◆ Explore the material:
1: In the passage about the siege of Troy, how far from the events of the Book of Joshua was the Greek army laying siege?
2: From the passage about the siege of Troy, print the stretch from "It’s helpful to" through "and religious authority.".

◆ Text block:
--- START ---

It’s helpful to look at another example which gives us a very different answer. At about the same time as the events of the Book of Joshua, about a thousand miles to the northwest, a Greek army was laying siege to the city of Troy. When they finally breached the city’s walls, they employed much the same Bronze Age rules as the Israelites: they looted and burned the city, killed all of the men, and enslaved all of the women and children. This story became a favorite topic of their legends and poetry. About six hundred years later, at about the same time the Hebrews were putting these early books of the Old Testament into a standard written form, the Ancient Greeks were writing down the Homeric poems that celebrated the sack of Troy, which were then frequently cited by them as a source of moral and religious authority.

--- END ---

[Records from a dataset]
--- START ---

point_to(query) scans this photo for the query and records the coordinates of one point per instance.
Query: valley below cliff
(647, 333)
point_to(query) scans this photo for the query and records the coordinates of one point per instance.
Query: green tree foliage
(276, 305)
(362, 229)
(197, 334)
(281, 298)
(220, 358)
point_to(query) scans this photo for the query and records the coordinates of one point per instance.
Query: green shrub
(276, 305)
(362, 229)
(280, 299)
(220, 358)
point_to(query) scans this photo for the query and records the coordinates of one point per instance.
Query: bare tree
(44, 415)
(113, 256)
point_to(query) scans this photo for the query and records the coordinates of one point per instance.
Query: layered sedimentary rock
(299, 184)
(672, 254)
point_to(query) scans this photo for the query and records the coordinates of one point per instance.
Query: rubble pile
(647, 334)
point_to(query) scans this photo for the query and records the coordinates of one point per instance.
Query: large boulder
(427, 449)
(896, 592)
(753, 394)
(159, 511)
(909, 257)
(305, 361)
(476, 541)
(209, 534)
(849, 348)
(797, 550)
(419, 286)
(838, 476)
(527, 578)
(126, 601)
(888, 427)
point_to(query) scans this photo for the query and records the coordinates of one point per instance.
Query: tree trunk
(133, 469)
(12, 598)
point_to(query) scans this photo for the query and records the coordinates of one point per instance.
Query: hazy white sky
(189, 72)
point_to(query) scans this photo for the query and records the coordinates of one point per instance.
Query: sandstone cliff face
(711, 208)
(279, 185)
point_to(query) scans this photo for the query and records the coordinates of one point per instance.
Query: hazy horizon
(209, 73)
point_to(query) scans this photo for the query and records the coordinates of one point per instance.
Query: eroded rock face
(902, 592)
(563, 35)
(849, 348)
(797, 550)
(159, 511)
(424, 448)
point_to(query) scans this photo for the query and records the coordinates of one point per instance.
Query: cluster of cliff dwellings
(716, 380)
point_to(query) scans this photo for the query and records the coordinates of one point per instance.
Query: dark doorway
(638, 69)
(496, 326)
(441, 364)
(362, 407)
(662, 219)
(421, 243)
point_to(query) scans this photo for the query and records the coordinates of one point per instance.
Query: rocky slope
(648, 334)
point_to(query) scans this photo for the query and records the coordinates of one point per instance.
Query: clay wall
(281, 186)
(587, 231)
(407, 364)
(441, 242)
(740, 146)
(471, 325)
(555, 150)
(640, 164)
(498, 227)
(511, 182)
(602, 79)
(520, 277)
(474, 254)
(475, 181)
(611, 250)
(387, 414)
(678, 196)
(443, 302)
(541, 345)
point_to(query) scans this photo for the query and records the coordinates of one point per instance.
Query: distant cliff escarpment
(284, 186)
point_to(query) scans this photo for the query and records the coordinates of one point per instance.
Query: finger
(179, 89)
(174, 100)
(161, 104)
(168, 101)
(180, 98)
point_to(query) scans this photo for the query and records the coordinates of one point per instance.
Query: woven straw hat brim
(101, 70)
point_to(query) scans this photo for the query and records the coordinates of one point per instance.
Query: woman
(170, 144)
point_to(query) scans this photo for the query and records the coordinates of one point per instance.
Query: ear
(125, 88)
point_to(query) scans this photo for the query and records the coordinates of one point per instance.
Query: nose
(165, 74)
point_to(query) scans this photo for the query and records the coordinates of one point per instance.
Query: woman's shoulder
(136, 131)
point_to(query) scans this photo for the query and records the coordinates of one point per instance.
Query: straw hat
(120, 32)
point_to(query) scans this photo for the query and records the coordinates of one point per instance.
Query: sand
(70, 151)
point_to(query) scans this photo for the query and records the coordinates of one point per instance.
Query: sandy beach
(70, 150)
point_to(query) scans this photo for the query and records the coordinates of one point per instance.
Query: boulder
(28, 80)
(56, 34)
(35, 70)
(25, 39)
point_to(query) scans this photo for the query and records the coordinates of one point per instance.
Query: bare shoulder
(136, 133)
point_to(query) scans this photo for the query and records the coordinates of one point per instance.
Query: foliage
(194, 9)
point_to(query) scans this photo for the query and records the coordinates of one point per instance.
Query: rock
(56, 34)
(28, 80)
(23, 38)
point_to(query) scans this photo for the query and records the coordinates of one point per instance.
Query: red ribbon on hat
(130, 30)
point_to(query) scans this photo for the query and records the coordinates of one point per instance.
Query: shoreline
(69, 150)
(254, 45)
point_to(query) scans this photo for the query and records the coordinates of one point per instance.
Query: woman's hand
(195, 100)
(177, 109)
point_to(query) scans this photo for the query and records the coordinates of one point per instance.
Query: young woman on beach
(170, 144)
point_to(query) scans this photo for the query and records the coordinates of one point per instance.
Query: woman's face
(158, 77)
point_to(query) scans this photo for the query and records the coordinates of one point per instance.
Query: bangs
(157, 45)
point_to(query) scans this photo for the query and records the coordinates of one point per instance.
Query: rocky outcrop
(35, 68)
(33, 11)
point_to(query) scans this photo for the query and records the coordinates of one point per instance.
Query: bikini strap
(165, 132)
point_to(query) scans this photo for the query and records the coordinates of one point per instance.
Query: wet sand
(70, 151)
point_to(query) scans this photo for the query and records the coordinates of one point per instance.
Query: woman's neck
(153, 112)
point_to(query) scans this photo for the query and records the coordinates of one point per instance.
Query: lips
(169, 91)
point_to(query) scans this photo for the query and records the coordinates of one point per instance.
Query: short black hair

--- END ---

◆ Answers to each task:
1: About a thousand miles to the northwest.

2:
It’s helpful to look at another example which gives us a very different answer. At about the same time as the events of the Book of Joshua, about a thousand miles to the northwest, a Greek army was laying siege to the city of Troy. When they finally breached the city’s walls, they employed much the same Bronze Age rules as the Israelites: they looted and burned the city, killed all of the men, and enslaved all of the women and children. This story became a favorite topic of their legends and poetry. About six hundred years later, at about the same time the Hebrews were putting these early books of the Old Testament into a standard written form, the Ancient Greeks were writing down the Homeric poems that celebrated the sack of Troy, which were then frequently cited by them as a source of moral and religious authority.